# Trecho
----------
Sim. Mas não foram estes nomes que decidiram, foi um movimento grande. Foi a
grande imprensa, foi a opinião pública, que acreditou, foi o STF como um todo,
não um juiz. Nosso foco é no processo, como um todo, que foi injusto.”
“Meu
livro não trata de vingança. Meu livro trata de vida, quer deixar um registro de
que José Genoino é inocente. E isso é o mais importante, não as decepções.”
Um dos
momentos mais tocantes é quando a família, reunida após um almoço descontraído
com amigos, recebe, de repente, a notícia de que Genoino será preso.
Foi
quando o telefone do meu pai tocou. Ele mudou sua expressão, foi falando e se
levantando, e nós não conseguíamos falar. Ele desligou e disse: ‘Saiu o papel.
Chegou a hora pessoal’ Com a mala pronta, esperando o advogado, meu pai foi
para a cozinha e disse: ‘Vamos lá pessoal, é uma injustiça, mas eu estou forte,
vamos lá, vamos começar logo com isso’. Meu pai não aguentava mais a tortura de
esperar e mostrava que já que era para viver a injustiça, que começasse logo de
uma vez.”
----------
# Tarefa 1
Traduza para o inglês a frase "Meu livro não trata de vingança.", do trecho sobre a prisão de José Genoino.
# Tarefa 2
Dê sequência ao trecho sobre a prisão de José Genoino, começando logo após a última frase.

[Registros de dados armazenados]
----------
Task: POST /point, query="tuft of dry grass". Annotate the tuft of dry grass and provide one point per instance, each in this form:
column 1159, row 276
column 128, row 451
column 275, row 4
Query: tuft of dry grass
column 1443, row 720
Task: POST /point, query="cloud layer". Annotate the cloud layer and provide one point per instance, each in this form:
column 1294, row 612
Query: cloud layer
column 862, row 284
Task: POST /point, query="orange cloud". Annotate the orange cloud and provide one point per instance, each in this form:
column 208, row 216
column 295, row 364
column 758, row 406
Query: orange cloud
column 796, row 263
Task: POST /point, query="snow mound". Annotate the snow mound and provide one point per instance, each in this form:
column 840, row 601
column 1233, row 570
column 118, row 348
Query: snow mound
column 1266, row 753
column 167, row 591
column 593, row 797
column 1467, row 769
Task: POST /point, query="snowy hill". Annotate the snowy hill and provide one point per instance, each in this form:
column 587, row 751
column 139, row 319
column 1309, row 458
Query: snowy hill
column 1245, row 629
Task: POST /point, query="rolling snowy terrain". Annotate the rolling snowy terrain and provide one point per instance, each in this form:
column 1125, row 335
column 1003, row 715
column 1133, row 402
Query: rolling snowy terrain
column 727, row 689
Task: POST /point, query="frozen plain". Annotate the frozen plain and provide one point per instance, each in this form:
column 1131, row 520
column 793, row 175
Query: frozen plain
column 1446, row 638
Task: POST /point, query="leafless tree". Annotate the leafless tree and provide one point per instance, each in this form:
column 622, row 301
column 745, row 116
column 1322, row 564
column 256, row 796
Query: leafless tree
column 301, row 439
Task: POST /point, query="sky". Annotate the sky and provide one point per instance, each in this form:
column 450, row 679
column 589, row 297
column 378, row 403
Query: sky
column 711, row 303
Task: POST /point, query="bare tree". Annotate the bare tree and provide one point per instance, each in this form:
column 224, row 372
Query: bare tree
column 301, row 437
----------
# Resposta 1
My book is not about revenge.

# Resposta 2
Para
visitar Genoino na Papuda, tinham que vestir-se completamente de branco. “Desde
que soube que isso era assim, pensei e busquei todo tipo de explicação para
essa obrigatoriedade, e só penso em uma coisa: marcar as famílias. Marcar e
humilhar as famílias com a mesma vestimenta que qualquer preso."
Causa
indignação ler o relato de Miruna sobre a extrema agressividade de repórteres e
fotógrafos no contato com a família do então deputado federal, e a forma como a
imprensa se portou diante do problema de coração que ele teve durante o
processo. “A maior ferida de todas é aquela causada por terem conseguido,
mídia e pessoas covardes, colocar em dúvida a real condição de saúde do meu
pai. Quem dera não tivéssemos que passar por juntas médicas, que olhavam meu
pai como um enganador de sua própria condição de saúde.”
Pergunto
a Miruna como é o estado de espírito de José Genoino hoje, fora da prisão, seu
cotidiano…
– Ele
também pretende escrever um livro?
– Meu
pai se dedica a conversas sobre sua paixão, que é a política, e a sociedade
democrática e justa. Está estudando, e está se dedicando muito à família, em
especial aos netos, fazendo com eles o que não pôde fazer por mim e por meus
irmãos por conta da política. E sim, quando chegar o momento meu pai vai falar,
vai contar a sua verdade e sua história.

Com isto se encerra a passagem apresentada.